Given text
════════════════

You can get a living will from a lawyer or

download it from the Internet. Many focus on

permanent comas and clearly hopeless conditions.

Florida's statute-suggested living will, for

example, directs life-prolonging treatments to be

stopped if there is " no reasonable medical

probability " of recovery from a terminal

condition or persistent vegetative state.

Florida, like most states, allows you to write

your own living will; a few states, such as New

Hampshire, specify that living wills must use a

state-approved form. (A bill now being considered

in New Hampshire would make the state form optional.)

A number of efforts have been made to improve on

the standard-style living will. A document

available online from Lifecare Directives LLC,

Las Vegas, for example, spells out several levels

of cognitive decline from coma to mental

" confusion " that require 24-hour supervision, and

asks if you would want life support if your brain

failed that much. The document also gives you an

option to say whether you want doctors to be

" positively certain, " " certain to a high degree "

or " reasonably certain " that you will never recover before pulling the plug.

A simpler but also innovative approach is the

popular Five Wishes living will. Five Wishes is

written at a sixth- to seventh-grade level, says

Malley, president of Aging with Dignity, a

nonprofit that distributes the document. Despite

its simplicity, the Five Wishes living will

addresses issues many others don't—for example,

asking if you want pain medication to relieve

suffering even if it makes you sleepy. It also

has a blank space where people can specify a

state in which they wouldn't want to be kept alive.

" Some people have a phrase that pops out in their

mind: 'If I'm in the same condition as Aunt

,' " Mr. Malley says. Originally written in

1987, the Five Wishes will has been available

online in an interactive format since last year.

Open to Interpretation

The problem with living wills is that most people

can't articulate what they want, says ethicist

Fagerlin, co-director of the University of

Michigan-affiliated Center for Bioethics and

Social Sciences in Medicine in Ann Arbor. And

even if they can, family members often don't properly interpret those wishes.

In a 400-patient study published in 2001, Dr.

Fagerlin and colleagues found that family members

who were presented with nine hypothetical

scenarios correctly predicted patient wishes

about 70% of the time, whether or not the patient had filled out a living will.

════════════════

Goal of the exercise
Resume the article on living wills, picking up right after its final sentence.

Dataset entries
════════════════

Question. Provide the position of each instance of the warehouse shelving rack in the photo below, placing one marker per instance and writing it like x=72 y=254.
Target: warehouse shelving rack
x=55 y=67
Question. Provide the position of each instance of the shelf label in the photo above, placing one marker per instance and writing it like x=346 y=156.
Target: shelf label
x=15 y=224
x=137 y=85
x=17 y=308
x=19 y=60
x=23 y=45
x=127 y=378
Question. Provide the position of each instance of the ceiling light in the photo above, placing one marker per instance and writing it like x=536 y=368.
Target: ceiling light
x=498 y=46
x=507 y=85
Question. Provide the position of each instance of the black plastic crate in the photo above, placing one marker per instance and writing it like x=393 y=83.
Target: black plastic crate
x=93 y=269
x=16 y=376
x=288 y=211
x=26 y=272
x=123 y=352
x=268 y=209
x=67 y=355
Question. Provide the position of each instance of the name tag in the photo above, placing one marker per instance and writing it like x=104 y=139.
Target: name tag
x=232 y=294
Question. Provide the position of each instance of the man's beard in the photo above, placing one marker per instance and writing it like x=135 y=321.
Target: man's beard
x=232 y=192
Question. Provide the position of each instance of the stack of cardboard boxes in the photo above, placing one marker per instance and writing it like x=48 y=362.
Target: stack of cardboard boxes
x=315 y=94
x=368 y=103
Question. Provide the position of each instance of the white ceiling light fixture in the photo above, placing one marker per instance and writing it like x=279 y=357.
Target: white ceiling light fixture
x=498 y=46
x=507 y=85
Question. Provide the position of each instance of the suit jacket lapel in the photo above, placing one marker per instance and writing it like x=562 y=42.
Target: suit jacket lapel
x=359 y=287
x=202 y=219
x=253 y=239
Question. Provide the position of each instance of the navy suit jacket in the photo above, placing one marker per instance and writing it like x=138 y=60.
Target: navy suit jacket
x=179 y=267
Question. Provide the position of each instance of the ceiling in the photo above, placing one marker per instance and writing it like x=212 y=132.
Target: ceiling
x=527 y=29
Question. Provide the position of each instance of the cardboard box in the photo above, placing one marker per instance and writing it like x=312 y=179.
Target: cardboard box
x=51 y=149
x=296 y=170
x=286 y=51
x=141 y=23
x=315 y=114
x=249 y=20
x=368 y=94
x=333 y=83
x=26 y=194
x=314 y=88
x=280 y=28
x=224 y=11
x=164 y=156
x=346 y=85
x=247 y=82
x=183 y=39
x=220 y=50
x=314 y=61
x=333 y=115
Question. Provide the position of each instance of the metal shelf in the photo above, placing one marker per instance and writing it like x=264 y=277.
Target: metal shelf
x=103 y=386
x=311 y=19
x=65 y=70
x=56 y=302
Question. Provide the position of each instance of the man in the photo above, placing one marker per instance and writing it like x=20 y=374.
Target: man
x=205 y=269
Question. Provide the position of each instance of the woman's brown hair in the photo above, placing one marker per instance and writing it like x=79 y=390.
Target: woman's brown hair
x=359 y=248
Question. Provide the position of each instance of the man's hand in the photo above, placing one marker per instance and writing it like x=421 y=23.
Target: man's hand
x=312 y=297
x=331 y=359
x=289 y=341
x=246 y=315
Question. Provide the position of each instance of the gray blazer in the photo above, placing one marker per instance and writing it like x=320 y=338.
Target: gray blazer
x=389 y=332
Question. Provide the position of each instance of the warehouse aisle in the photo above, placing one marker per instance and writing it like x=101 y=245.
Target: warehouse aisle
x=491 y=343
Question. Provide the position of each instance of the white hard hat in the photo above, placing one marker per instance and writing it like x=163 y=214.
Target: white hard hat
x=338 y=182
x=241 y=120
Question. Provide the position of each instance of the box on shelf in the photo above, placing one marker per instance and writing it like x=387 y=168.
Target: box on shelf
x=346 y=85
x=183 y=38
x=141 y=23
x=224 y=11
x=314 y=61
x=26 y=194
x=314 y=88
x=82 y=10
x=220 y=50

════════════════

Result of the task
Can you forgo such documents completely? Mr.

Callahan, who championed living wills in their

early days, says he doesn't have one, preferring

instead to give decision-making power to his

wife, to whom he has said simply, " When in doubt, don't treat. "

A health-care agent—a trusted family member, for

instance—could supplant the need for a living

will. Under the legal doctrine of " substituted

judgment, " health-care agents must try to make

the decision you would if you could, says Alan

Meisel, the director of the Center for Bioethics

and Health Law at the University of Pittsburgh.

Anything—a phone conversation, a list of

instructions or a formal living will—can be used

as evidence of your wishes, he adds.

As for my father, we postponed the decision, and

he woke up, sharp as a tack, able to make his own decisions.

Miss Johannes is a writer in Boston. She can be reached at next@....

Future Wishes

If you're considering drafting a living will and

addressing possible end-of-life issues:

* Don't rely primarily on a living will to

communicate your wishes. Appoint a health-care agent.

* Recognize that living wills available online

typically are vague. One alternative that allows

you to customize the document: Five Wishes

living will, at agingwithdignity.org.

* Discuss your living will with your doctor, who

can address general questions as well as specific issues tied to your health.

* Talk to your family and your health-care agent

about your wishes. Conversation-starting tools

are available in the " Consumer's Tool Kit for

Health Care Advance Planning " at americanbar.org.